### Текст для чтения
++++++++++++++++++++
Гроссетест является наследником Аристотеля и в той части своего учения, которое

рассматривает движение. Это рассмотрение совершается в духе качественной физики

Стагирита, в чем нетрудно убедиться, читая трактат "О тепле Солнца" (De calore

soils). Тела стремятся, по мнению Гроссетеста, к центру Земли, как своему

естественному месту: все тела, которые являются тяжелыми и движимы не

непосредственно к центру Земли, движутся насильственно. Это низшие тела. Солнце

и звезды как высшие тела находятся в круговом естественном движении не благодаря

самим себе, а потому, что прикреплены к своим сферам и движутся вследствие

движения своих сфер, подобно кораблю на реке, который движется вследствие

движения реки (пример Аристотеля).

 

Названный трактат примечателен еще и тем, что в нем Гроссетест демонстрирует

применение своего метода. Наблюдение за фактом, по терминологии Гроссетеста,

называется резолюцией, что он и совершает, разложив, изолировав отдельные

элементы феномена (описание рассеивания лучей на экваторе, в долинах и в горах).

В начале трактата он также пришел с помощью дедукции к идее возникновения тепла

посредством концентрации лучей. Соединение двух конечных результатов, по

Гроссетесту, это метод композиции. Но это, с точки зрения Гроссетеста, не полная

истина, ведь она достигнута естественным путем, при использовании резолюции и

композиции. Более высокая истина в гносеологии Гроссетеста достигается

озарением.
++++++++++++++++++++
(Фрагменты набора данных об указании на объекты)

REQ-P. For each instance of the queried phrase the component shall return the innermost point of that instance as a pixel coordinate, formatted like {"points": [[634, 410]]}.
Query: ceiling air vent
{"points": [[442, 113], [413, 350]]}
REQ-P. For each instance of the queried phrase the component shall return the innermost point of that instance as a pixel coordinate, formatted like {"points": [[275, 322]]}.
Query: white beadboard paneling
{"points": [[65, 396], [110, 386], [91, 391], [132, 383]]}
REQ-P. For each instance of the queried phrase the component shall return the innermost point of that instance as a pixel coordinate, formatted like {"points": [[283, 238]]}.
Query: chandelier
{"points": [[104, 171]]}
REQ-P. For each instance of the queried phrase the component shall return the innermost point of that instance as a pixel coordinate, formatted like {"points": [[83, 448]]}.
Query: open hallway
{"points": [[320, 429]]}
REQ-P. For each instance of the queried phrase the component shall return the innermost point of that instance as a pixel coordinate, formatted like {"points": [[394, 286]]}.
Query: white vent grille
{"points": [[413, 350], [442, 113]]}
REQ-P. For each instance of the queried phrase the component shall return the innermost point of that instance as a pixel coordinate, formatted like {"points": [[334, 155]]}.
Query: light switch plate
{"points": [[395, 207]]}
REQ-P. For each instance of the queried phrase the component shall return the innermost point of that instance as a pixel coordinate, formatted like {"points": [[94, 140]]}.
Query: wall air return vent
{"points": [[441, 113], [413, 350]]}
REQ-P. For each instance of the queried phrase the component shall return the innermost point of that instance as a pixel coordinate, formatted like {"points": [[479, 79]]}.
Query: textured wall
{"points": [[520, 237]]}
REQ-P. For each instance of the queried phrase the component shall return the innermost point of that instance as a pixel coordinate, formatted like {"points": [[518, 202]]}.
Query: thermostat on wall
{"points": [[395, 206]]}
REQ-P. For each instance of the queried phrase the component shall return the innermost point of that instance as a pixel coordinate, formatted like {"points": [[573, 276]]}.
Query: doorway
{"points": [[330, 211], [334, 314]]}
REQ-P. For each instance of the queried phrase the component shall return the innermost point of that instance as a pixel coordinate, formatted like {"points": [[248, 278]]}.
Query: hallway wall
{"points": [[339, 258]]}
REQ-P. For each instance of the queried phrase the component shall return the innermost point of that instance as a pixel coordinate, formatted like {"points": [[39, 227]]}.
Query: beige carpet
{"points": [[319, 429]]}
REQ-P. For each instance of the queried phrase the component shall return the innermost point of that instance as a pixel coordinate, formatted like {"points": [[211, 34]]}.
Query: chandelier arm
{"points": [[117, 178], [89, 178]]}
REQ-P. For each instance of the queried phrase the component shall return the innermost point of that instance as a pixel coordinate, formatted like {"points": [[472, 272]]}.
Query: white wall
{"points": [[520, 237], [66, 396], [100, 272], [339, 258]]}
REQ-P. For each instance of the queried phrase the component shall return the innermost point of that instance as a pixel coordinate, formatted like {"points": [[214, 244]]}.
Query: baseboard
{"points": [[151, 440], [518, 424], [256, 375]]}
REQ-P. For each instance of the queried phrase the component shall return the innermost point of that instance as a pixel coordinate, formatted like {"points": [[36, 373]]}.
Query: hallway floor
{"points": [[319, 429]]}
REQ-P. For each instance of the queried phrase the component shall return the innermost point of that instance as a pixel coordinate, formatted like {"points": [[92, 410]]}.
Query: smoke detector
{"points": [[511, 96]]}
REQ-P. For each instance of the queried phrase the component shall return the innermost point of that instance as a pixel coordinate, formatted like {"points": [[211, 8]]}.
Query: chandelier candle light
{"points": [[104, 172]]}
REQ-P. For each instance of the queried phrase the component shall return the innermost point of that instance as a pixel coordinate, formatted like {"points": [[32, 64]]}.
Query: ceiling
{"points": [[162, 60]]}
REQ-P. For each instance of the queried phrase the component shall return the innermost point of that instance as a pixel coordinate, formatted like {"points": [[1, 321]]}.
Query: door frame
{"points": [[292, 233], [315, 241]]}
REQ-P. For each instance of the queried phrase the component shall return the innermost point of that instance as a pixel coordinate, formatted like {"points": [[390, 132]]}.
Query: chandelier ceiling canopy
++++++++++++++++++++
### Задания
1. Соберите все строки, в которых встречается слово «ceiling».
2. Продолжите текст об учении Гроссетеста с того места, на котором он заканчивается.
Текст и строки взяты из разных источников.

### Ответы к заданиям
1.
Query: ceiling air vent
Query: ceiling
Query: chandelier ceiling canopy

2.
 

Гроссетест распространяет свою теорию света не только на неорганический мир и на

жизнь, но и на теорию познания. Бог воздействует на мир посредством света, и

душа человека, занимающая место, аналогичное месту Бога в макромире,

воздействует на чувства и на все тело также посредством света.

 

Гносеология Гроссетеста выглядит следующим образом: 1) знание (scientia)

возможно без помощи чувственного восприятия; 2) отдельные люди обладают

интеллигенциями, способными видеть в божественном свете и единичные вещи, и

универсалии, минуя чувственный опыт и даже логические процедуры; 3) абстрактно-

теоретическое знание является результатом преодоления влияния чувственных

впечатлений от внешнего "мира"; 4) сравнительный анализ знания, полученного

интеллигибельным путем и чувственным (через резолюцию и композицию), требует

"экспериментального универсального метода" (prmcipium universale experimentale).

 

Понятно, что здесь слово "экспериментальный" далеко от того смысла, который

вкладывают в него современные исследователи. Как только мы начинаем исследовать

более детально широкий (лингвистический, литературный, исторический) контекст

"эксперимента", к которому обращается Гроссетест в своих работах, впечатление

современности моментально испаряется без следа. Особенно явственно смысл

experientia высвечивается в "Комментариях на небесную иерархию", где Гроссетест

постоянно отмечает, что хорошие ангелы в отличие от людей не имеют

"экспериментальной науки" греха, но владеют scientia experimentalis божественной

сущности, в которой мы, люди, испытываем недостаток. Слова "experientia" или

"experimentum" означают "попытка", "проба", "опыт", который формируется из

чувственных представлений (experientum oculorum - воочию убеждающий).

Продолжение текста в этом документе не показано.